(Required work)
Write out each line exactly as it stands, please.

(Data section)
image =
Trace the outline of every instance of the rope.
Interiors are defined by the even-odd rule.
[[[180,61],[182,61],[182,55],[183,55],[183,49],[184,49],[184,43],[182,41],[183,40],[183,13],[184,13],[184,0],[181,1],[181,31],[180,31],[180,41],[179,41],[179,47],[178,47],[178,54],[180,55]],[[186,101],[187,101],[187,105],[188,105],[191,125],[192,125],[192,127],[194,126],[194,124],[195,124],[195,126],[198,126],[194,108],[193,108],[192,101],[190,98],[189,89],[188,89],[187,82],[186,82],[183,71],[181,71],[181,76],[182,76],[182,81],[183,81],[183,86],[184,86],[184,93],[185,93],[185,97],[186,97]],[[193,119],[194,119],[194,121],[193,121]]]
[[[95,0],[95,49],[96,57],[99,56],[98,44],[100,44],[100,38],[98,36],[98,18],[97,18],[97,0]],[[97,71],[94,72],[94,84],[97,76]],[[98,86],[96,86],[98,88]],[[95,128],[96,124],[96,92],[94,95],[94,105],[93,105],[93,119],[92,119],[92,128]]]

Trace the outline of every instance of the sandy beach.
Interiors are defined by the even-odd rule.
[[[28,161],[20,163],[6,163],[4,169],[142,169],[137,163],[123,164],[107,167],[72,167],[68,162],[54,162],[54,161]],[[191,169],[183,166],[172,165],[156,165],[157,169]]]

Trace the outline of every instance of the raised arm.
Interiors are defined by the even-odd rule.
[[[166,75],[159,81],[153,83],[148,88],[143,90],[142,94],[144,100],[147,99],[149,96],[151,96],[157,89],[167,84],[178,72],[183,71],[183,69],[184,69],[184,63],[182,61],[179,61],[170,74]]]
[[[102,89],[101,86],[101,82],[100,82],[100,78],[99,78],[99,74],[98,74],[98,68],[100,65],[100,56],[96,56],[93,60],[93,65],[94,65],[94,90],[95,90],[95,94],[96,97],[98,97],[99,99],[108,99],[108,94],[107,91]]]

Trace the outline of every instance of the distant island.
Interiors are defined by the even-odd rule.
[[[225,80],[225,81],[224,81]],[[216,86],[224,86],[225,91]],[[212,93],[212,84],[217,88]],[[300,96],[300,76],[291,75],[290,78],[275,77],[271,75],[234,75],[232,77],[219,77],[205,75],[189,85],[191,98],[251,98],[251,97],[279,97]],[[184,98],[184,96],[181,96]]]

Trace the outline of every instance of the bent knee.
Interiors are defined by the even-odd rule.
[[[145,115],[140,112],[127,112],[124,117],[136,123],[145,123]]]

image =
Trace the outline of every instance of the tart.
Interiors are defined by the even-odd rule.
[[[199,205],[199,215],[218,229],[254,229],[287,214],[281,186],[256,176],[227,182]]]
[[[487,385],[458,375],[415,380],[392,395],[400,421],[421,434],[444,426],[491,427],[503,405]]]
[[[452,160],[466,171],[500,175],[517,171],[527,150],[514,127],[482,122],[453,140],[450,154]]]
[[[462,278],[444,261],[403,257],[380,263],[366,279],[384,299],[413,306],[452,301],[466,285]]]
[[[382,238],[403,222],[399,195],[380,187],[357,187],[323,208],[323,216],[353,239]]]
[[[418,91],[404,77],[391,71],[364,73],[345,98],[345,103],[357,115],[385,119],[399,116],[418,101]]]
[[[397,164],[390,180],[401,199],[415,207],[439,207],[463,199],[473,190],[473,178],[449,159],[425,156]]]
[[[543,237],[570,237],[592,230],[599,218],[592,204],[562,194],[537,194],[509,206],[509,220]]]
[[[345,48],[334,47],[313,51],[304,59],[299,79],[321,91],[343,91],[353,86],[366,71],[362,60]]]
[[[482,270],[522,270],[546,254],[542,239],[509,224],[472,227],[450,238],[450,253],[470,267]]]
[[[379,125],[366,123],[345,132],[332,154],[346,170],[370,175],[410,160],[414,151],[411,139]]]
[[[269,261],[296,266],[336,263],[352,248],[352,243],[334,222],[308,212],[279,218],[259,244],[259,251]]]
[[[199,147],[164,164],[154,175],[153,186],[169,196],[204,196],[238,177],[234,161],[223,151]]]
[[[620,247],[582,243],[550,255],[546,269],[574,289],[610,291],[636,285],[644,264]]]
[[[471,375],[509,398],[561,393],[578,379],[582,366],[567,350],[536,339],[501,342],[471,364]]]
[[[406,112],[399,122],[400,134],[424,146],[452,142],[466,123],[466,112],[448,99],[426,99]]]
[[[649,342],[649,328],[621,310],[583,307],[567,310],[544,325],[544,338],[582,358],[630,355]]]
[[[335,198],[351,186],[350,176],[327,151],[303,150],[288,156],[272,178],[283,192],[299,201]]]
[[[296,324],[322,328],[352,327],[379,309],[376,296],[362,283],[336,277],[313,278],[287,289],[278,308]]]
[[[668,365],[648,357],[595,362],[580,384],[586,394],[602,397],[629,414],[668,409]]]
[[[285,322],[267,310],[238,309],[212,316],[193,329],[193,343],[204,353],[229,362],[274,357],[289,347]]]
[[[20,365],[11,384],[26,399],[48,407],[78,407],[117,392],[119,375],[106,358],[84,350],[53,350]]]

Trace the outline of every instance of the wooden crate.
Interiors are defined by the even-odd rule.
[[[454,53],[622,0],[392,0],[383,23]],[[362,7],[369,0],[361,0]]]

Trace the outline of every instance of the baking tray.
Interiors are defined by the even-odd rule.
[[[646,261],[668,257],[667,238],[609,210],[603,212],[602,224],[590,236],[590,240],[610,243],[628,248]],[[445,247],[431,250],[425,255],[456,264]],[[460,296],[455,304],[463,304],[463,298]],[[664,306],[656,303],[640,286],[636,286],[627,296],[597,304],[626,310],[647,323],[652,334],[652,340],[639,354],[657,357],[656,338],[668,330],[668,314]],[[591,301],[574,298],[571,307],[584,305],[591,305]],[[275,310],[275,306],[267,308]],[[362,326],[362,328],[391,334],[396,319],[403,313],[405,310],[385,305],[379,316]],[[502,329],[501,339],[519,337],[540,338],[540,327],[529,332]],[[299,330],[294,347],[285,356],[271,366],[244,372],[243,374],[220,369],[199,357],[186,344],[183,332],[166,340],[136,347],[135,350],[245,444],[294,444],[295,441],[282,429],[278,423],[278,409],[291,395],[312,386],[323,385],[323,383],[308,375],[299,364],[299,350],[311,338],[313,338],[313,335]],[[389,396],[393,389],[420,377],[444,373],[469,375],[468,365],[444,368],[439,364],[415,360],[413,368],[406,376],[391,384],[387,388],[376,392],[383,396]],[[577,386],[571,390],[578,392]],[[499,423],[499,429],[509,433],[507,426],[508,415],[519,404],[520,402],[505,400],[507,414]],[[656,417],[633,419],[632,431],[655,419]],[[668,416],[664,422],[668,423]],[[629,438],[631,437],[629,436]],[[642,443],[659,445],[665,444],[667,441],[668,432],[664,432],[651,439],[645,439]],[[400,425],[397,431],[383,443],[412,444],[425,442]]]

(Answer for this exercise)
image =
Trace the outline of every instance of the rope.
Interiors are defined by the even-odd rule.
[[[180,61],[182,61],[182,55],[183,55],[183,49],[184,49],[184,43],[182,41],[183,40],[183,13],[184,13],[184,0],[181,1],[181,31],[180,31],[180,41],[179,41],[179,47],[178,47],[178,54],[180,55]],[[186,101],[187,101],[187,105],[188,105],[191,125],[192,125],[192,127],[194,126],[194,124],[195,124],[195,126],[198,126],[194,108],[193,108],[192,101],[190,98],[189,89],[188,89],[187,82],[186,82],[183,71],[181,71],[181,76],[182,76],[182,81],[183,81],[183,86],[184,86],[184,93],[185,93],[185,97],[186,97]],[[193,119],[194,119],[194,121],[193,121]]]
[[[95,0],[95,49],[96,57],[99,56],[98,44],[100,44],[100,38],[98,36],[98,18],[97,18],[97,0]],[[97,71],[94,72],[94,84],[97,76]],[[98,86],[96,86],[98,88]],[[95,128],[96,124],[96,92],[94,95],[94,105],[93,105],[93,119],[92,119],[92,128]]]

Trace the outline of every instance of the sandy beach.
Interiors are defined by the even-odd rule.
[[[28,161],[20,163],[6,163],[4,169],[142,169],[137,163],[123,164],[107,167],[72,167],[68,162],[54,162],[54,161]],[[191,169],[183,166],[172,165],[156,165],[157,169]]]

Trace the outline of every instance of the raised arm.
Interiors are defined by the even-odd rule.
[[[166,75],[159,81],[153,83],[148,88],[143,90],[142,94],[144,100],[147,99],[149,96],[151,96],[157,89],[167,84],[178,72],[183,71],[183,69],[184,69],[184,63],[182,61],[179,61],[170,74]]]
[[[102,89],[101,86],[101,82],[100,82],[100,78],[99,78],[99,74],[98,74],[98,68],[100,65],[100,56],[96,56],[93,60],[93,65],[94,65],[94,90],[95,90],[95,94],[96,97],[98,97],[99,99],[108,99],[108,94],[107,91]]]

Trace the outline of every instance of the distant island.
Interiors are defined by the even-odd rule.
[[[225,80],[225,81],[224,81]],[[216,86],[224,86],[225,91]],[[212,93],[212,84],[217,88]],[[300,96],[300,76],[291,75],[290,78],[275,77],[271,75],[234,75],[232,77],[219,77],[205,75],[189,85],[191,98],[251,98],[251,97],[279,97]],[[184,98],[184,96],[181,96]]]

Trace the outline of every instance of the bent knee.
Interiors are defined by the even-odd rule.
[[[145,115],[140,112],[127,112],[124,117],[136,123],[145,123]]]

image =
Trace the outline of every instance of the tart.
Interiors are defined by the even-odd rule.
[[[199,205],[199,215],[218,229],[254,229],[287,214],[281,186],[256,176],[227,182]]]
[[[487,385],[458,375],[415,380],[392,395],[400,421],[421,434],[444,426],[491,427],[503,405]]]
[[[452,160],[466,171],[500,175],[517,171],[527,150],[514,127],[482,122],[453,140],[450,154]]]
[[[462,278],[444,261],[403,257],[380,263],[366,279],[384,299],[413,306],[452,301],[466,285]]]
[[[382,238],[403,222],[399,195],[380,187],[357,187],[323,208],[323,216],[353,239]]]
[[[418,91],[404,77],[391,71],[364,73],[345,98],[345,103],[357,115],[385,119],[399,116],[418,101]]]
[[[397,164],[390,180],[401,199],[415,207],[439,207],[463,199],[473,190],[473,178],[449,159],[425,156]]]
[[[543,237],[570,237],[592,230],[599,218],[592,204],[562,194],[537,194],[509,206],[509,220]]]
[[[345,48],[334,47],[313,51],[304,59],[299,79],[321,91],[343,91],[353,86],[366,71],[362,60]]]
[[[482,270],[522,270],[546,254],[542,239],[509,224],[472,227],[450,238],[450,253],[470,267]]]
[[[379,125],[366,123],[345,132],[332,154],[346,170],[370,175],[410,160],[414,151],[411,139]]]
[[[269,261],[296,266],[336,263],[352,248],[352,243],[334,222],[308,212],[279,218],[259,244],[259,251]]]
[[[199,147],[164,164],[154,175],[153,186],[169,196],[204,196],[238,177],[234,161],[223,151]]]
[[[620,247],[582,243],[550,255],[546,269],[574,289],[610,291],[636,285],[644,264]]]
[[[471,375],[509,398],[561,393],[578,379],[582,366],[567,350],[536,339],[501,342],[471,364]]]
[[[406,112],[399,122],[400,134],[424,146],[452,142],[466,123],[466,112],[448,99],[426,99]]]
[[[649,342],[649,328],[621,310],[583,307],[567,310],[544,325],[544,338],[582,358],[630,355]]]
[[[335,198],[351,186],[350,176],[327,151],[303,150],[288,156],[272,178],[283,192],[299,201]]]
[[[296,324],[322,328],[352,327],[379,309],[376,296],[362,283],[336,277],[313,278],[287,289],[278,308]]]
[[[668,365],[648,357],[595,362],[580,384],[586,394],[602,397],[629,414],[668,409]]]
[[[285,322],[267,310],[238,309],[212,316],[193,329],[193,343],[204,353],[229,362],[274,357],[289,347]]]
[[[20,365],[11,384],[26,399],[48,407],[78,407],[117,392],[119,375],[106,358],[84,350],[53,350]]]

Trace the outline of every instance of the wooden crate.
Interiors are defined by the even-odd rule.
[[[454,53],[622,0],[392,0],[383,23]],[[362,7],[369,0],[361,0]]]

Trace the outline of every instance of the baking tray.
Interiors are defined by the even-odd rule.
[[[646,261],[668,257],[667,238],[609,210],[603,212],[602,224],[590,236],[590,240],[610,243],[628,248]],[[445,247],[431,250],[425,255],[456,264]],[[460,296],[455,304],[463,304],[463,298]],[[664,306],[656,303],[640,286],[636,286],[627,296],[597,304],[626,310],[647,323],[652,334],[652,340],[639,354],[657,357],[656,338],[668,330],[668,314]],[[591,301],[574,298],[571,307],[584,305],[591,305]],[[275,310],[275,306],[267,308]],[[362,326],[362,328],[391,334],[396,319],[403,313],[405,310],[385,305],[379,316]],[[502,329],[501,339],[519,337],[540,338],[540,327],[529,332]],[[299,330],[294,347],[285,356],[271,366],[244,372],[243,374],[220,369],[199,357],[186,344],[183,332],[166,340],[136,347],[135,350],[245,444],[294,444],[295,441],[282,429],[278,423],[278,409],[291,395],[312,386],[323,385],[323,383],[308,375],[299,364],[299,350],[311,338],[313,338],[313,335]],[[389,396],[393,389],[420,377],[444,373],[469,375],[468,365],[444,368],[439,364],[415,360],[413,368],[406,376],[391,384],[387,388],[376,392],[383,396]],[[577,386],[571,390],[578,392]],[[499,423],[499,429],[509,433],[507,426],[508,415],[519,404],[520,402],[505,400],[507,414]],[[656,417],[633,419],[632,431],[655,419]],[[668,416],[664,422],[668,423]],[[629,438],[631,437],[629,436]],[[642,443],[659,445],[665,444],[667,441],[668,432],[664,432],[651,439],[645,439]],[[400,425],[397,431],[383,443],[412,444],[425,442]]]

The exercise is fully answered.